-- Start --

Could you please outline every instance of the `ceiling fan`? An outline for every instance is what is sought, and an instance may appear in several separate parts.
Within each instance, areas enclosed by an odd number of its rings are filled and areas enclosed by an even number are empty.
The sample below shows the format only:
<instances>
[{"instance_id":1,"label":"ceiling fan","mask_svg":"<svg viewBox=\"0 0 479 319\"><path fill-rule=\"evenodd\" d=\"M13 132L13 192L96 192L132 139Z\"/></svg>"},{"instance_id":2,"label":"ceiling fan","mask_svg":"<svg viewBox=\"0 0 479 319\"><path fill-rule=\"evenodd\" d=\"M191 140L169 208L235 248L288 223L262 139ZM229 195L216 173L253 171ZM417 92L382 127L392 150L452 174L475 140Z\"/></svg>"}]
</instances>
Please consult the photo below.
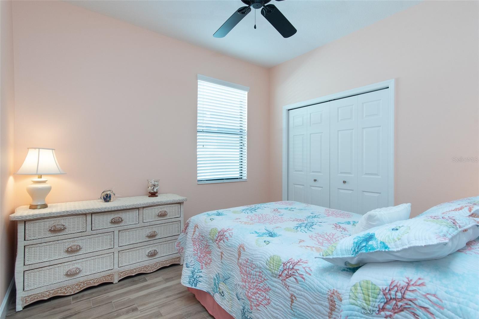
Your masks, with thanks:
<instances>
[{"instance_id":1,"label":"ceiling fan","mask_svg":"<svg viewBox=\"0 0 479 319\"><path fill-rule=\"evenodd\" d=\"M255 9L261 9L261 14L266 18L271 25L274 27L278 32L284 38L289 38L296 33L296 29L291 22L288 21L283 13L273 4L266 4L271 0L241 0L247 5L241 7L235 12L226 22L213 35L215 38L223 38L228 33L238 24L247 14L251 11L251 7ZM283 1L283 0L276 0ZM254 25L256 28L256 25Z\"/></svg>"}]
</instances>

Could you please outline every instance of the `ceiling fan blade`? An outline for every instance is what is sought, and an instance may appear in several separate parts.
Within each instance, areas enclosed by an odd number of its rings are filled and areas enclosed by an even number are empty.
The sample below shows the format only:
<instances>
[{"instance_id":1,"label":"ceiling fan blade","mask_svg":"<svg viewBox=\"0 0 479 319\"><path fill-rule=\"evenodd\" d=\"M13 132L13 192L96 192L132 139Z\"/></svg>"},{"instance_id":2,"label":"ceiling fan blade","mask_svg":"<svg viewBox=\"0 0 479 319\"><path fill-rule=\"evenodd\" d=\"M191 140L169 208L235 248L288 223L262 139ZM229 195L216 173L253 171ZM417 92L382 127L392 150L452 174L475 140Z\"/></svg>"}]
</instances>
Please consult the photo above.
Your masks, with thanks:
<instances>
[{"instance_id":1,"label":"ceiling fan blade","mask_svg":"<svg viewBox=\"0 0 479 319\"><path fill-rule=\"evenodd\" d=\"M224 38L251 11L251 7L241 7L233 13L213 35L215 38Z\"/></svg>"},{"instance_id":2,"label":"ceiling fan blade","mask_svg":"<svg viewBox=\"0 0 479 319\"><path fill-rule=\"evenodd\" d=\"M261 14L284 38L289 38L296 33L296 29L275 5L266 5L261 9Z\"/></svg>"}]
</instances>

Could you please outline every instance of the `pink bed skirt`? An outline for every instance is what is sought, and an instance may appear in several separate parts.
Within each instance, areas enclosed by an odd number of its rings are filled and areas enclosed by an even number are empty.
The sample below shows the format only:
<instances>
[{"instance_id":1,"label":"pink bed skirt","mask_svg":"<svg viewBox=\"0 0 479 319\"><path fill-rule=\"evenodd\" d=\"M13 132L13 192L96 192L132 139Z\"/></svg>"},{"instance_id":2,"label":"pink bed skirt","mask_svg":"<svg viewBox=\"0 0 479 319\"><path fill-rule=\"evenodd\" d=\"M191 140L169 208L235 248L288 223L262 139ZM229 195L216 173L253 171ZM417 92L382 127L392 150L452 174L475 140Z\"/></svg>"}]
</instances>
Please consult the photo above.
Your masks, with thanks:
<instances>
[{"instance_id":1,"label":"pink bed skirt","mask_svg":"<svg viewBox=\"0 0 479 319\"><path fill-rule=\"evenodd\" d=\"M206 291L188 287L188 290L194 295L198 301L203 305L210 314L216 319L234 319L221 306L217 303L215 298Z\"/></svg>"}]
</instances>

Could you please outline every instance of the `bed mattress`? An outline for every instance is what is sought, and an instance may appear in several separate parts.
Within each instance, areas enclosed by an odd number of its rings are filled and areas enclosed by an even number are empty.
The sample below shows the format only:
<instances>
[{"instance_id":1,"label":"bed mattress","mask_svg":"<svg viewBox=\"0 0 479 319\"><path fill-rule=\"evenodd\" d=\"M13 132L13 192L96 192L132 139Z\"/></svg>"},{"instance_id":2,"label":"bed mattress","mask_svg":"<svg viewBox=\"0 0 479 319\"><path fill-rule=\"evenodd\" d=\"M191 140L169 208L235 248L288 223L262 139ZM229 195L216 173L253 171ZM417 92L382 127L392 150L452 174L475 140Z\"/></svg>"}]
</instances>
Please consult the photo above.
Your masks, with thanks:
<instances>
[{"instance_id":1,"label":"bed mattress","mask_svg":"<svg viewBox=\"0 0 479 319\"><path fill-rule=\"evenodd\" d=\"M437 260L348 268L318 258L360 217L293 201L194 216L176 243L182 283L242 319L479 318L479 241Z\"/></svg>"}]
</instances>

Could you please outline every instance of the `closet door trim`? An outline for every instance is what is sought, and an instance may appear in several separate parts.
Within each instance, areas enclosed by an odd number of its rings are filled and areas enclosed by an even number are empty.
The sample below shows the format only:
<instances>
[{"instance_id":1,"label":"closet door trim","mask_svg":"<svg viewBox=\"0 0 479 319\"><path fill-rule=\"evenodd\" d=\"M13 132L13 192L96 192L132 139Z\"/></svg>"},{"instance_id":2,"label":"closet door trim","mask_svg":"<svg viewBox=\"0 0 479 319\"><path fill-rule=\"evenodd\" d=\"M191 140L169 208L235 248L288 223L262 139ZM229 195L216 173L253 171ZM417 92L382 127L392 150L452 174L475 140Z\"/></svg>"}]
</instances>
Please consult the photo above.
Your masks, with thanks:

-- End --

- WHAT IS NEEDED:
Write out the listing above again, substituting "loops" for every occurrence of "rings" and keeping everything else unchanged. Omit the pictures from your answer.

- FINISHED TASK:
Could you please outline every instance of the `ceiling fan`? An outline for every instance is what is sought, and an instance may appear in several separate parts.
Within each instance, areas enclosed by an odd number of its loops are filled and areas enclosed by an even number are empty.
The sample below shows the format only:
<instances>
[{"instance_id":1,"label":"ceiling fan","mask_svg":"<svg viewBox=\"0 0 479 319\"><path fill-rule=\"evenodd\" d=\"M13 132L13 192L96 192L132 139Z\"/></svg>"},{"instance_id":2,"label":"ceiling fan","mask_svg":"<svg viewBox=\"0 0 479 319\"><path fill-rule=\"evenodd\" d=\"M191 140L169 208L235 248L288 223L262 139ZM229 195L216 173L253 171ZM417 92L382 127L392 150L452 174L475 140Z\"/></svg>"}]
</instances>
Please consult the photo below.
Your masks, with thanks:
<instances>
[{"instance_id":1,"label":"ceiling fan","mask_svg":"<svg viewBox=\"0 0 479 319\"><path fill-rule=\"evenodd\" d=\"M255 9L261 9L261 14L266 18L271 25L274 27L278 32L284 38L289 38L296 33L296 29L291 22L288 21L283 13L273 4L266 4L271 0L241 0L247 5L241 7L235 12L226 22L213 35L215 38L223 38L228 33L238 24L247 14L251 11L251 7ZM283 1L283 0L276 0ZM254 25L256 28L256 25Z\"/></svg>"}]
</instances>

Could you please outline every instance of the `ceiling fan blade`? An outline for every instance is what is sought, and an instance may appear in several separate parts.
Within each instance, areas enclosed by an odd number of its loops are filled and areas enclosed by an even number are empty.
The sample below shows the format only:
<instances>
[{"instance_id":1,"label":"ceiling fan blade","mask_svg":"<svg viewBox=\"0 0 479 319\"><path fill-rule=\"evenodd\" d=\"M13 132L13 192L96 192L132 139Z\"/></svg>"},{"instance_id":2,"label":"ceiling fan blade","mask_svg":"<svg viewBox=\"0 0 479 319\"><path fill-rule=\"evenodd\" d=\"M191 140L169 208L235 248L288 223L262 139ZM229 195L216 173L253 171ZM417 92L382 127L392 150L452 174L475 140Z\"/></svg>"}]
</instances>
Please consult the photo above.
Your masks, with thanks:
<instances>
[{"instance_id":1,"label":"ceiling fan blade","mask_svg":"<svg viewBox=\"0 0 479 319\"><path fill-rule=\"evenodd\" d=\"M224 38L251 11L251 7L241 7L233 13L213 35L215 38Z\"/></svg>"},{"instance_id":2,"label":"ceiling fan blade","mask_svg":"<svg viewBox=\"0 0 479 319\"><path fill-rule=\"evenodd\" d=\"M261 14L284 38L289 38L296 33L296 29L275 5L266 5L261 9Z\"/></svg>"}]
</instances>

Could you please outline every instance of the `pink bed skirt`? An outline for every instance is what is sought, and an instance may appear in several separate parts.
Within each instance, areas enclosed by an odd number of its loops are filled and areas enclosed by an even number are empty.
The sample below shows the format only:
<instances>
[{"instance_id":1,"label":"pink bed skirt","mask_svg":"<svg viewBox=\"0 0 479 319\"><path fill-rule=\"evenodd\" d=\"M13 132L13 192L96 192L132 139Z\"/></svg>"},{"instance_id":2,"label":"pink bed skirt","mask_svg":"<svg viewBox=\"0 0 479 319\"><path fill-rule=\"evenodd\" d=\"M191 140L169 208L235 248L288 223L262 139ZM229 195L216 173L253 171ZM417 92L382 127L392 150L452 174L475 140Z\"/></svg>"}]
</instances>
Please consult the photo above.
Your masks, with thanks:
<instances>
[{"instance_id":1,"label":"pink bed skirt","mask_svg":"<svg viewBox=\"0 0 479 319\"><path fill-rule=\"evenodd\" d=\"M206 291L188 287L188 290L194 295L198 301L203 305L210 314L216 319L234 319L221 306L217 303L215 298Z\"/></svg>"}]
</instances>

Could you please outline every instance of the `bed mattress`? An outline for every instance is what is sought, and an instance may appear in several separate parts.
Within each instance, areas enclosed by an odd number of its loops are filled and areas enclosed by an even number are empty.
The sample below shows the format only:
<instances>
[{"instance_id":1,"label":"bed mattress","mask_svg":"<svg viewBox=\"0 0 479 319\"><path fill-rule=\"evenodd\" d=\"M13 132L13 192L96 192L132 139Z\"/></svg>"},{"instance_id":2,"label":"bed mattress","mask_svg":"<svg viewBox=\"0 0 479 319\"><path fill-rule=\"evenodd\" d=\"M191 140L169 208L235 248L288 223L262 139ZM229 195L216 173L253 171ZM417 92L382 127L392 150L452 174L475 140Z\"/></svg>"}]
</instances>
Please consult the photo above.
Your masks, with thanks:
<instances>
[{"instance_id":1,"label":"bed mattress","mask_svg":"<svg viewBox=\"0 0 479 319\"><path fill-rule=\"evenodd\" d=\"M437 260L348 268L318 258L360 217L293 201L194 216L176 243L182 283L242 319L479 318L479 241Z\"/></svg>"}]
</instances>

Could you please outline every instance of the `closet door trim`? An outline for every instance is what is sought, and an instance may appear in several separate parts.
Within each instance, areas enclosed by an odd number of its loops are filled and areas enclosed by an even number are empty.
The sample below shows the format only:
<instances>
[{"instance_id":1,"label":"closet door trim","mask_svg":"<svg viewBox=\"0 0 479 319\"><path fill-rule=\"evenodd\" d=\"M13 132L13 192L96 192L132 139Z\"/></svg>"},{"instance_id":2,"label":"closet door trim","mask_svg":"<svg viewBox=\"0 0 479 319\"><path fill-rule=\"evenodd\" d=\"M191 140L169 208L235 248L288 223L262 139ZM229 195L216 173L253 171ZM417 92L382 127L392 150L452 174L475 140Z\"/></svg>"}]
</instances>
Please consult the photo above.
Your masks, with thanks:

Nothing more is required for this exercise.